* _Aim_
Copy every row below word for word, but leave out the pictures.
------ Working data ------
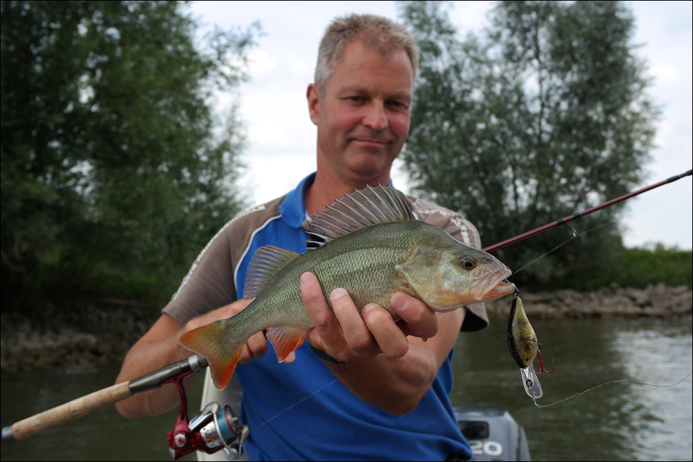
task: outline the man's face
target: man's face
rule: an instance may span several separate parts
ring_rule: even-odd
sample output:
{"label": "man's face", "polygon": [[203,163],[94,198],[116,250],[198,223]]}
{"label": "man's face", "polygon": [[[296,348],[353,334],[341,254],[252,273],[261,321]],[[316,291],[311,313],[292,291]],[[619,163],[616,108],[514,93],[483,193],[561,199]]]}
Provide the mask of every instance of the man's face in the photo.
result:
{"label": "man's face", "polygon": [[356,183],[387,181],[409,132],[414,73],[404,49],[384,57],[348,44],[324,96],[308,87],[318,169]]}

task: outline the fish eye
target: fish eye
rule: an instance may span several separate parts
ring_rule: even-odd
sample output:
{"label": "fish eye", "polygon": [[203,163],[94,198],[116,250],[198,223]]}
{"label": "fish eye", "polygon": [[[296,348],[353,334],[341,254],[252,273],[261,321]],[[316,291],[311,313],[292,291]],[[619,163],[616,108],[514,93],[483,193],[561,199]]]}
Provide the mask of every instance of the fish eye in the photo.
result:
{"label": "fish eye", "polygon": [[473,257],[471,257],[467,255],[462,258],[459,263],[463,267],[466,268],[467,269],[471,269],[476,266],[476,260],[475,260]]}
------
* _Solution_
task: outline the man's face
target: man's face
rule: an instance may span several separate parts
ring_rule: even-odd
sample output:
{"label": "man's face", "polygon": [[203,163],[94,198],[116,250],[198,223]]}
{"label": "man's face", "polygon": [[[296,348],[353,334],[341,254],[252,273],[261,321]],[[316,291],[311,313],[292,291]],[[619,163],[616,108],[514,93],[483,193],[561,199]]]}
Provide the mask of every instance of the man's face in the photo.
result:
{"label": "man's face", "polygon": [[356,183],[387,181],[409,132],[414,73],[404,49],[384,57],[348,44],[324,96],[308,87],[318,169]]}

task: outline the fish eye
target: fish eye
rule: an instance may span several separate parts
ring_rule: even-odd
sample output:
{"label": "fish eye", "polygon": [[203,163],[94,198],[116,250],[198,223]]}
{"label": "fish eye", "polygon": [[[296,348],[353,334],[341,254],[252,273],[261,321]],[[316,291],[311,313],[292,291]],[[619,163],[616,108],[514,93],[483,193],[561,199]]]}
Provide the mask of every instance of the fish eye in the photo.
result:
{"label": "fish eye", "polygon": [[473,257],[471,257],[467,255],[462,258],[459,263],[463,267],[466,268],[467,269],[471,269],[476,266],[476,260],[475,260]]}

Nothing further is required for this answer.